LintDB¤
LintDB is a multi-vector database meant for Gen AI. LintDB natively supports late interaction like ColBERT and PLAID.
Key Features¤
- Multi vector support: LintDB stores multiple vectors per document id and calculates the max similarity across vectors to determine relevance.
- Bit-level Compression: LintDB fully implements PLAID's bit compression, storing 128 dimension embeddings in as low as 16 bytes.
- Embedded: LintDB can be embedded directly into your Python application. No need to setup a separate database.
- Full Support for PLAID and ColBERT: LintDB is built around PLAID and ColBERT.
- Filtering: LintDB supports filtering on any field in the schema.
Installation¤
LintDB relies on OpenBLAS for accerlated matrix multiplication. To smooth the process of installation, we only support conda.

> Exercise requirements:
[1] Rewrite the LintDB overview starting with "Key Features¤" and going on through "as 16 bytes.", changing "max similarity" to "maximum similarity".
[2] Carry on the LintDB overview from its last sentence.

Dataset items
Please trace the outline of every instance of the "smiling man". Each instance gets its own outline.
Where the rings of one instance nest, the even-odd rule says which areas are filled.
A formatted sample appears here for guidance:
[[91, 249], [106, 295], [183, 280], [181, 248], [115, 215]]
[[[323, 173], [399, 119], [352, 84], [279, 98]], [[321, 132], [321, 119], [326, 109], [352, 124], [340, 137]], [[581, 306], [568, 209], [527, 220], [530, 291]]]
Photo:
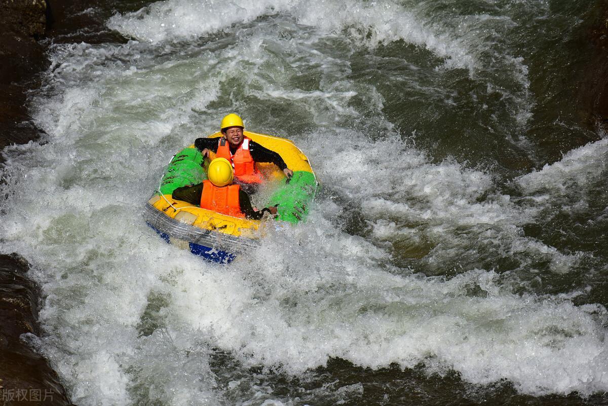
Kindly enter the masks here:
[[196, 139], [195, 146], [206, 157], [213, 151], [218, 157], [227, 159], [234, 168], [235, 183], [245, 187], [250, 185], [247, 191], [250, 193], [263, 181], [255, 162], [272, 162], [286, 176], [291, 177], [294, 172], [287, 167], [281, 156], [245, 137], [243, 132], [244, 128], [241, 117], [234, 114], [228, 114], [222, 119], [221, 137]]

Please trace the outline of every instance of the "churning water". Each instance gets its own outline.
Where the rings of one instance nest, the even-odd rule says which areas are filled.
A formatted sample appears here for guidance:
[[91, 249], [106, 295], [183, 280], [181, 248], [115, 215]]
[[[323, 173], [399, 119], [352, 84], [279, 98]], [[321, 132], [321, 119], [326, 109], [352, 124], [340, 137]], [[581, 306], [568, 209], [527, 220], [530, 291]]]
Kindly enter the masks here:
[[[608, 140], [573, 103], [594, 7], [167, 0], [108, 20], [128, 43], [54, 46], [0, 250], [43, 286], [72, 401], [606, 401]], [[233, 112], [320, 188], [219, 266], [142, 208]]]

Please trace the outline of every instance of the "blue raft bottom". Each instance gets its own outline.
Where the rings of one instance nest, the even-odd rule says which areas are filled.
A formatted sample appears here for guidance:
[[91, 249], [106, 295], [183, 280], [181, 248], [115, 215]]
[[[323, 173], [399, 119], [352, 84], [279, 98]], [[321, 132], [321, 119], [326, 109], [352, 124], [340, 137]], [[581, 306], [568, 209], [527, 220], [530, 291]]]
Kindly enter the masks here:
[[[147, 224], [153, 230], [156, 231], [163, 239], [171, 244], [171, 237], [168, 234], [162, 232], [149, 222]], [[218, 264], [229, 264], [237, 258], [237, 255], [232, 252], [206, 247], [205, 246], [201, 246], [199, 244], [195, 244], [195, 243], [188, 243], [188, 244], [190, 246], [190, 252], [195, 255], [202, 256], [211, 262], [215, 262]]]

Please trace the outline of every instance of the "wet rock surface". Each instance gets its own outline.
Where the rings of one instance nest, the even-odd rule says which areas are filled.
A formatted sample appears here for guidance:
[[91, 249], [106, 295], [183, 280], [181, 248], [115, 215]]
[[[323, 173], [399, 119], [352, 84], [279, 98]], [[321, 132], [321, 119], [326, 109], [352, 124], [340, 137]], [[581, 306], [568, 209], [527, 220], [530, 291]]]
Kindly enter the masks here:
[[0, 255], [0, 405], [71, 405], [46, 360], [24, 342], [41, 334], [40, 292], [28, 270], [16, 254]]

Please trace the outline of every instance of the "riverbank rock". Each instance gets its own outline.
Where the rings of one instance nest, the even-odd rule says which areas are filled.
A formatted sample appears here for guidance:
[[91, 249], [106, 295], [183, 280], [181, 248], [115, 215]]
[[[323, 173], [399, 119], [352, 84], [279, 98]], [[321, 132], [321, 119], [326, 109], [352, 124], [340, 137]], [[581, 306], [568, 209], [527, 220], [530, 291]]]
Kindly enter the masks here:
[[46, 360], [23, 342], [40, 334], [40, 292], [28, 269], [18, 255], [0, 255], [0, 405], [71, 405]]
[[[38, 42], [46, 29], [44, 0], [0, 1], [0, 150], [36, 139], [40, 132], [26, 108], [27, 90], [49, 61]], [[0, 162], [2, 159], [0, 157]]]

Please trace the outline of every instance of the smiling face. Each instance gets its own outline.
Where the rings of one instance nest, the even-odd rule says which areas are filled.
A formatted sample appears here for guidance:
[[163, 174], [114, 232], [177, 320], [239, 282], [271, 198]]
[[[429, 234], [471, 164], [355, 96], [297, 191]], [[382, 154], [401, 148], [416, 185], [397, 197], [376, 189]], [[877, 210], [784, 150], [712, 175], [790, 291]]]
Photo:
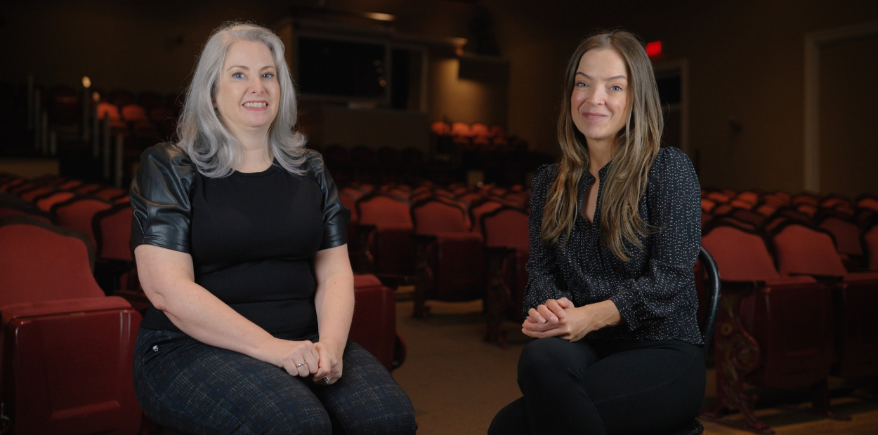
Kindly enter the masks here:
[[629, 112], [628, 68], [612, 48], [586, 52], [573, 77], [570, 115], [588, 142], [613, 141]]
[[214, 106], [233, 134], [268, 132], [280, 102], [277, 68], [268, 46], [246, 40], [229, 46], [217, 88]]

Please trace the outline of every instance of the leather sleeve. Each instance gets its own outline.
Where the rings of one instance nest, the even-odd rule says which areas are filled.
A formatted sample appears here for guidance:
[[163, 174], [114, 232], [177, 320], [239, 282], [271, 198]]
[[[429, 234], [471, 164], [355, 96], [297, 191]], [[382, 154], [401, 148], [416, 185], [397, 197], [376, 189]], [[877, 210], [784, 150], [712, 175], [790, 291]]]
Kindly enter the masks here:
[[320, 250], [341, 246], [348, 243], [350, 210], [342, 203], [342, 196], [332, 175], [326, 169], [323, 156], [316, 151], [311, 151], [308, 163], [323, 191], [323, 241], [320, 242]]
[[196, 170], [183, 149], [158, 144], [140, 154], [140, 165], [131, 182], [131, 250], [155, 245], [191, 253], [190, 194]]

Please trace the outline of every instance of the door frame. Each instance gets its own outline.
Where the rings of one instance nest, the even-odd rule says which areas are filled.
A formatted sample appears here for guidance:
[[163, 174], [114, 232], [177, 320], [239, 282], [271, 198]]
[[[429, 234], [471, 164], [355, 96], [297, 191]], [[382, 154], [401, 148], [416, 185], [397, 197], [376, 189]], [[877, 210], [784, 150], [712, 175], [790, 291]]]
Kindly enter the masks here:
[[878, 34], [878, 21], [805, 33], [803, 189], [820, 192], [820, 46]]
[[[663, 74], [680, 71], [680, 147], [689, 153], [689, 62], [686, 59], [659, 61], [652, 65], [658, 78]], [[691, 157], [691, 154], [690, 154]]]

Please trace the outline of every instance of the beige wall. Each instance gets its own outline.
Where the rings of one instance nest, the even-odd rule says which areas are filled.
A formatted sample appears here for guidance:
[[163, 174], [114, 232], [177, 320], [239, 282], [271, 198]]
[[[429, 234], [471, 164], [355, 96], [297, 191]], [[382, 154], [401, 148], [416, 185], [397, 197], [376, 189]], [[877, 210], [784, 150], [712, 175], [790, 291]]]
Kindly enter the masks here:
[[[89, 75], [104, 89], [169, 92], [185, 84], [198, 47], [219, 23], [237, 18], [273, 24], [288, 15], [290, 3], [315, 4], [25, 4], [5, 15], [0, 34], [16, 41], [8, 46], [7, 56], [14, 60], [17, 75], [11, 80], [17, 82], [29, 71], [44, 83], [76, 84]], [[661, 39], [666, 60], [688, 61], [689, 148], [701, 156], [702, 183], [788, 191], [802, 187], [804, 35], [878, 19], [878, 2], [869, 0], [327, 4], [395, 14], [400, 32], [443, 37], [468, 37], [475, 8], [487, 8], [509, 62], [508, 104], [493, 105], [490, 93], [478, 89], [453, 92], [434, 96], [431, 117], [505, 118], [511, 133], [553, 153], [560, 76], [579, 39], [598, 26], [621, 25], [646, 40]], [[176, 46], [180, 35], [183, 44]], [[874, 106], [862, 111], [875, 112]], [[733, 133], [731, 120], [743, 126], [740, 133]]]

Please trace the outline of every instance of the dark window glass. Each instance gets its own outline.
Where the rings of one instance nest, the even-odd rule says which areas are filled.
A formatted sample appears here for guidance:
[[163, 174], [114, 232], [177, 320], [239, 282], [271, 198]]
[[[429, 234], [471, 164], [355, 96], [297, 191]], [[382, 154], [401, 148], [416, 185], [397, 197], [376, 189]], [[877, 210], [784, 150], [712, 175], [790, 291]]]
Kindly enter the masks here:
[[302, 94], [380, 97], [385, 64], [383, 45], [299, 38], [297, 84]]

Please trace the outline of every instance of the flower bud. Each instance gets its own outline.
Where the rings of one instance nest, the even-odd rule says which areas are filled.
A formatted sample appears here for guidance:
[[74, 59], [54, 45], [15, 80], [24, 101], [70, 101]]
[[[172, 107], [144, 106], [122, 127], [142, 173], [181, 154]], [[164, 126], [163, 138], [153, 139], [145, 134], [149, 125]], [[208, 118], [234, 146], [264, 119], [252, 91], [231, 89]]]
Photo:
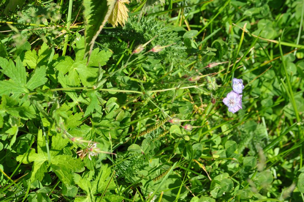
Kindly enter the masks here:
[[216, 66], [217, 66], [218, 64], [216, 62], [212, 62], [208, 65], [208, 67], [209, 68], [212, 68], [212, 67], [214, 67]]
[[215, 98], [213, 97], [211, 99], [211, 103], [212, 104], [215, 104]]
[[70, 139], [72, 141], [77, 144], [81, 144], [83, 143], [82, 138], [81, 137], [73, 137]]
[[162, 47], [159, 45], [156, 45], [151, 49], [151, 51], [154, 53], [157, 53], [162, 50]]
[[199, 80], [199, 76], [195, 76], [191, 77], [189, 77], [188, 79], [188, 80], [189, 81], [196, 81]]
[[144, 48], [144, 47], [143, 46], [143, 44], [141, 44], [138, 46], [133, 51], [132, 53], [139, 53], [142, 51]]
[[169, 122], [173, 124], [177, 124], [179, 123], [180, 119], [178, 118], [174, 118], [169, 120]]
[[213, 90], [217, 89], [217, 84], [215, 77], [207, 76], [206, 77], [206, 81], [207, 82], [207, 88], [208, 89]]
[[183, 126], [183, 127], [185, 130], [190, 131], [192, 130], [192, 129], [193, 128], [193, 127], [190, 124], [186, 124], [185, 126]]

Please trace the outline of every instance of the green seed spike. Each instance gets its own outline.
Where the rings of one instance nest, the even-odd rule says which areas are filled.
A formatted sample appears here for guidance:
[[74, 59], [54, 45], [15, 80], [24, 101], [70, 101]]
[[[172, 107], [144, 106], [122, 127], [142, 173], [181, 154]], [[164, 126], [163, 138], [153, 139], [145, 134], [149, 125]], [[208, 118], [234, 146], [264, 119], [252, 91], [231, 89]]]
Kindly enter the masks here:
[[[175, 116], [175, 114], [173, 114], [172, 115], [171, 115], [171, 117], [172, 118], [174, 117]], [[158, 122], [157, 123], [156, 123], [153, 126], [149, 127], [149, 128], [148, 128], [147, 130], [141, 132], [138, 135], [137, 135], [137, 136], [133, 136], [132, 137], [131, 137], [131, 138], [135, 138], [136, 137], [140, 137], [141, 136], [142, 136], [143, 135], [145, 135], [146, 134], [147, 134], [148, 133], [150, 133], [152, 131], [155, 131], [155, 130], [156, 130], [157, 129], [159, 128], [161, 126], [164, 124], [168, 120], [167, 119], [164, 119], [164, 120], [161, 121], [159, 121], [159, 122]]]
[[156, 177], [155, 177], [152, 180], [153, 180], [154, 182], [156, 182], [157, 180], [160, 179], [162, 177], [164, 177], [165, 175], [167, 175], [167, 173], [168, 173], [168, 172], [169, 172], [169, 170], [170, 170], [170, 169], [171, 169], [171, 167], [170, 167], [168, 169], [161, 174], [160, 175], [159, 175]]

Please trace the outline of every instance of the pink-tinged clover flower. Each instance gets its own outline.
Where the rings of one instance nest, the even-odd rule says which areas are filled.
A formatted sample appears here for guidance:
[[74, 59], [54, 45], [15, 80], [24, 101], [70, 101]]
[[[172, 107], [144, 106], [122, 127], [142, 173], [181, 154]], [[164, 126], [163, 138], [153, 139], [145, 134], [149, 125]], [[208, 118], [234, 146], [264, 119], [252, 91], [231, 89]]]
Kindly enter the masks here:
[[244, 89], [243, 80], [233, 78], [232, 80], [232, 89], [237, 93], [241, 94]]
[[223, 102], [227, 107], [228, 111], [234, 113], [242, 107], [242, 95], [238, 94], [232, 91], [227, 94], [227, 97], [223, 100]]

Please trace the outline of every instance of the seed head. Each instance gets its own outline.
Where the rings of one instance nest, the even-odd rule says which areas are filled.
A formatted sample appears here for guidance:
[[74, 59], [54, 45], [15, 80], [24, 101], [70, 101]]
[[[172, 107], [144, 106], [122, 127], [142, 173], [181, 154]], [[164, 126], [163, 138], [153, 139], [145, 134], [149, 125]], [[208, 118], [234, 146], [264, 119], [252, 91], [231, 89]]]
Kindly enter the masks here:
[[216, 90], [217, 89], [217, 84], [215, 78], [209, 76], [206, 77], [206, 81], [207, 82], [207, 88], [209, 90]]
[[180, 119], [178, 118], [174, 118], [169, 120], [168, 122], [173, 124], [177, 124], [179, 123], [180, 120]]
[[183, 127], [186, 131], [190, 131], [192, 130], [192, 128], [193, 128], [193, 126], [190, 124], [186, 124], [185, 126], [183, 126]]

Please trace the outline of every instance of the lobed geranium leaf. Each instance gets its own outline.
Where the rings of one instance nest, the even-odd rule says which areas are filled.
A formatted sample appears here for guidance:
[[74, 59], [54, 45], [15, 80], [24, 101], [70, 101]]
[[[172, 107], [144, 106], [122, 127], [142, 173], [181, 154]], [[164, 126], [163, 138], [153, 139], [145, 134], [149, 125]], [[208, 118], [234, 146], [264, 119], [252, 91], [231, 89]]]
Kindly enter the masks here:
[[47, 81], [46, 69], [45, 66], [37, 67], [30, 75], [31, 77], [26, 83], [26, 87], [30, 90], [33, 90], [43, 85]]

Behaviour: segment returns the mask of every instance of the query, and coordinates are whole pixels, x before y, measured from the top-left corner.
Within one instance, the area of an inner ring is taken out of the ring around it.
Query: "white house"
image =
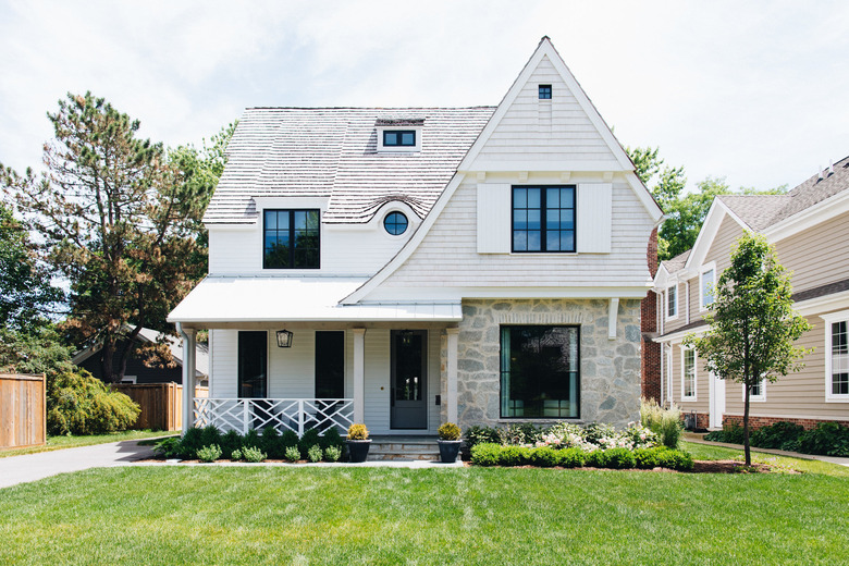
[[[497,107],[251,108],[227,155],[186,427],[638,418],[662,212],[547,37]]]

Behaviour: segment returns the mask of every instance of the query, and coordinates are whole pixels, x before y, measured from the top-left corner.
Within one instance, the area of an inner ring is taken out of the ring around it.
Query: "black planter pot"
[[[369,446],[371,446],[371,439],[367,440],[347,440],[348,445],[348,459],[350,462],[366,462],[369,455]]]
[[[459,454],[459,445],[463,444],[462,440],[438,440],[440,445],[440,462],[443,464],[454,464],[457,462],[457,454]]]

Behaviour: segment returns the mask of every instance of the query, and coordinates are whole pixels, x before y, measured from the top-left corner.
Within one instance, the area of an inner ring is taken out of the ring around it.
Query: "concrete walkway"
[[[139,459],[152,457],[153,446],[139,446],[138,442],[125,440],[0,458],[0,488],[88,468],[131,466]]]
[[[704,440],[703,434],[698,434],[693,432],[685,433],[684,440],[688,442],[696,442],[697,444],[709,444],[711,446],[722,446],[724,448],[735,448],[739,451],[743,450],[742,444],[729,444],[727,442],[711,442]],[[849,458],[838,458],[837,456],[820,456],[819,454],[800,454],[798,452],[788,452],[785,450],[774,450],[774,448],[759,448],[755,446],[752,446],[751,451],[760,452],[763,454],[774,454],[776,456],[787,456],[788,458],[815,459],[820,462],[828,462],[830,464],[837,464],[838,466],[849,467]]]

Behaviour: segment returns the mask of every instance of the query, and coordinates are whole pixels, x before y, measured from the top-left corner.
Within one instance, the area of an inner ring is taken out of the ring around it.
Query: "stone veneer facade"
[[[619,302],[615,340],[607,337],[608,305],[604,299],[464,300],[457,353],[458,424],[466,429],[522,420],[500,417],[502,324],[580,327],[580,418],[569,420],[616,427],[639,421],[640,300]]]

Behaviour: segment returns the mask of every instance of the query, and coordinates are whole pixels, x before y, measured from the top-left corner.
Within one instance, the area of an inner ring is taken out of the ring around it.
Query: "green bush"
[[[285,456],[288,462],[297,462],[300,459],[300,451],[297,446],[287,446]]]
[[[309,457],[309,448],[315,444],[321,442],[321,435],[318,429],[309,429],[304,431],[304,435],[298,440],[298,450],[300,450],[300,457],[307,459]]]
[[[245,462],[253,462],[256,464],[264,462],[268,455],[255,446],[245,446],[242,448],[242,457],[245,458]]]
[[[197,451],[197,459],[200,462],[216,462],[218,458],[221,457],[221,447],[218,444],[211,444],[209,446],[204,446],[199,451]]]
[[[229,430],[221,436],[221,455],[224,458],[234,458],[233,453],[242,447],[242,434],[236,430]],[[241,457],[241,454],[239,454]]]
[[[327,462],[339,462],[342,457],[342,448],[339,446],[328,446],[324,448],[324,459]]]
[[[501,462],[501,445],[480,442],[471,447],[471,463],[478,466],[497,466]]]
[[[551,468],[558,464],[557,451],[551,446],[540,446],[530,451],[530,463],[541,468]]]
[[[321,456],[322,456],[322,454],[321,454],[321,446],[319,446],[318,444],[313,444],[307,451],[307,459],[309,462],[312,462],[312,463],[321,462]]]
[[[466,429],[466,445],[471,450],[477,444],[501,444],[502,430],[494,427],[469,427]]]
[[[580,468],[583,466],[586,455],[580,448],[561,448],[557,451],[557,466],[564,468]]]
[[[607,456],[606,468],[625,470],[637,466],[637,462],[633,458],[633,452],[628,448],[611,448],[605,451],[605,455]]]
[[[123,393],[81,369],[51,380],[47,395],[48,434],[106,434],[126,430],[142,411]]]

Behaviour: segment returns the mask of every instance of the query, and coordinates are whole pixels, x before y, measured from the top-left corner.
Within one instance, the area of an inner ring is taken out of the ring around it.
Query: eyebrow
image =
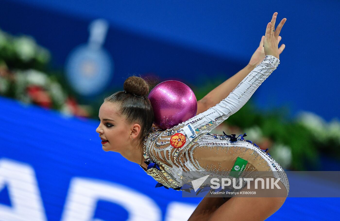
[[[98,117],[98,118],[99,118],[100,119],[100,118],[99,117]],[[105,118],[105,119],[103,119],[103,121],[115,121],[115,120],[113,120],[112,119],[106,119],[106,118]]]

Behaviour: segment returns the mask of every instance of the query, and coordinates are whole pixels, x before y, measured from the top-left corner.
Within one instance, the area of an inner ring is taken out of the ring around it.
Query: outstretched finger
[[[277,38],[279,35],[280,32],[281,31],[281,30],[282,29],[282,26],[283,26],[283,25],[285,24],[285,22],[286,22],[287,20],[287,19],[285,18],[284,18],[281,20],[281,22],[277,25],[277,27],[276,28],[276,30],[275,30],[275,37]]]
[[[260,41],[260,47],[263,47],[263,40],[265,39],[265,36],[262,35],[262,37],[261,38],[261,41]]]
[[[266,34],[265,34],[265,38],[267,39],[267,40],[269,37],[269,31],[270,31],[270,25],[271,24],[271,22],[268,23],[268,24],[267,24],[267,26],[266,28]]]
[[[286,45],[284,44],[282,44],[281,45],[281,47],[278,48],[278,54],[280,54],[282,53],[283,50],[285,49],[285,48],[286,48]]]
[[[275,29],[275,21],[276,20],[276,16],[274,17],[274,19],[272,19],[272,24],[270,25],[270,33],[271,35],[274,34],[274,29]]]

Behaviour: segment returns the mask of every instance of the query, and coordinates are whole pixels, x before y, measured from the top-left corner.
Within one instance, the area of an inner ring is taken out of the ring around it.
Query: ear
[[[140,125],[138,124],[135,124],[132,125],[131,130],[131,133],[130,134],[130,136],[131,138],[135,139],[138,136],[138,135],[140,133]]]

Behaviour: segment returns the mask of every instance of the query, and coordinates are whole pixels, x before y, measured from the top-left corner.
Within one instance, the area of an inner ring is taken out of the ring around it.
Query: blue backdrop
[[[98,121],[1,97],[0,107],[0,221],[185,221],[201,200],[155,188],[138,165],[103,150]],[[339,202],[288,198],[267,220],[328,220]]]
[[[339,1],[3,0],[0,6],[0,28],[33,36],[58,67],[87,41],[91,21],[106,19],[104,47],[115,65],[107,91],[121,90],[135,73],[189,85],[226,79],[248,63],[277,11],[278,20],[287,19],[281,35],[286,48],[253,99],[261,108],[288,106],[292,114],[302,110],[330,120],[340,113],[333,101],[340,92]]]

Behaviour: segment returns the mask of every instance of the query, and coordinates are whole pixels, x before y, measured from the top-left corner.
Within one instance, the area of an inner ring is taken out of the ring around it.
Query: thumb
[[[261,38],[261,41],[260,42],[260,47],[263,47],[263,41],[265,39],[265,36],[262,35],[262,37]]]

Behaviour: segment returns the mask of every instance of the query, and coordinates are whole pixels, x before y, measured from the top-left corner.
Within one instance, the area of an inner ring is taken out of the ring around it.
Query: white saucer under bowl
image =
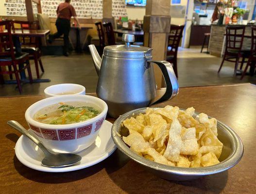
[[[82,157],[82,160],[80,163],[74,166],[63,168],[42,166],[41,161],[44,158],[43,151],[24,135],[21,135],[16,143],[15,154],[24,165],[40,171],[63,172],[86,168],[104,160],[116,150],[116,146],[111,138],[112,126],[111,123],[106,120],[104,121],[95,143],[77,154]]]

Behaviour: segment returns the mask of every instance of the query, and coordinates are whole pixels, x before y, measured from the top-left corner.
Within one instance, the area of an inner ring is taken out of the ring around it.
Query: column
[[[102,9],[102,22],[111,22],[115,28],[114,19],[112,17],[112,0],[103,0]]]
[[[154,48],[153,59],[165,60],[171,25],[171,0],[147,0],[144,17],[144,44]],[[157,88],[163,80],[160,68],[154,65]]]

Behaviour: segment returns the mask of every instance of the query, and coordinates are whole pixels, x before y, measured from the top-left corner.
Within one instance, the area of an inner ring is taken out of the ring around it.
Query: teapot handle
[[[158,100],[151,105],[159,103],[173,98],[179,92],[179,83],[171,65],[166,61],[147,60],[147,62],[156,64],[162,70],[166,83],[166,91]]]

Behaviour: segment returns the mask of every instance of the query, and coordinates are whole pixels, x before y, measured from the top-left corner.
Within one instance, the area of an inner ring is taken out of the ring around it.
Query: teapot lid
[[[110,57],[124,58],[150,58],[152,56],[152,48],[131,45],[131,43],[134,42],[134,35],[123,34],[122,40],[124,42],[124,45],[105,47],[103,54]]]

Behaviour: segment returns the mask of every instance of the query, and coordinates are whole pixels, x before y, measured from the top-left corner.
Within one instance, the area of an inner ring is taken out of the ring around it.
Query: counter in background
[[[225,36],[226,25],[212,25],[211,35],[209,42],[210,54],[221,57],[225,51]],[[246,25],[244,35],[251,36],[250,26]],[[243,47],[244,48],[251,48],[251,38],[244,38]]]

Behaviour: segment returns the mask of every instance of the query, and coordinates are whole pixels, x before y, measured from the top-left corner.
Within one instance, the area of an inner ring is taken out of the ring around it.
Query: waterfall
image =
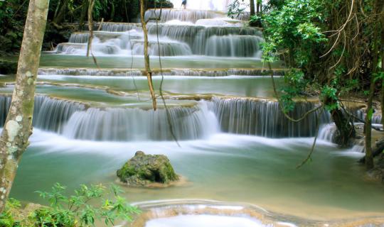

> Responses in order:
[1]
Key Features¤
- Multi vector support: LintDB stores multiple vectors per document id and calculates the maximum similarity across vectors to determine relevance.
- Bit-level Compression: LintDB fully implements PLAID's bit compression, storing 128 dimension embeddings in as low as 16 bytes.

[2]
conda install lintdb -c deployql -c conda-forge
Usage¤
LintDB makes it easy to upload data, even if you have multiple tenants.
Below shows creating a database. LintDB defines a schema for a given database that can be used to index embeddings, floats, strings, even dates. Fields can be indexed, stored, or used as a filter.
from lintdb.core import (
Schema,
ColbertField,
QuantizerType,
Configuration,
IndexIVF
)
schema = Schema(
[
ColbertField('colbert', DataType.TENSOR, {
'dimensions': 128,
'quantization': QuantizerType.BINARIZER,
"num_centroids": 32768,
"num_iterations": 10,
})
]
)
config = Configuration()
index = IndexIVF(index_path, schema, config)
)
And querying the database. We can query any of the data fields we indexed.
from lintdb.core import (
Query,
VectorQueryNode
)
for id, query in zip(data.qids, data.queries):
embedding = checkpoint.queryFromText(query)
e = np.squeeze(embedding.cpu().numpy().astype('float32'))
query = Query(
VectorQueryNode(
TensorFieldValue('colbert', e)
)
)
results = index.search(0, query, 10)
print(results)
Late Interaction Model Support¤
LintDB aims to support late interaction and more advanced retrieval models.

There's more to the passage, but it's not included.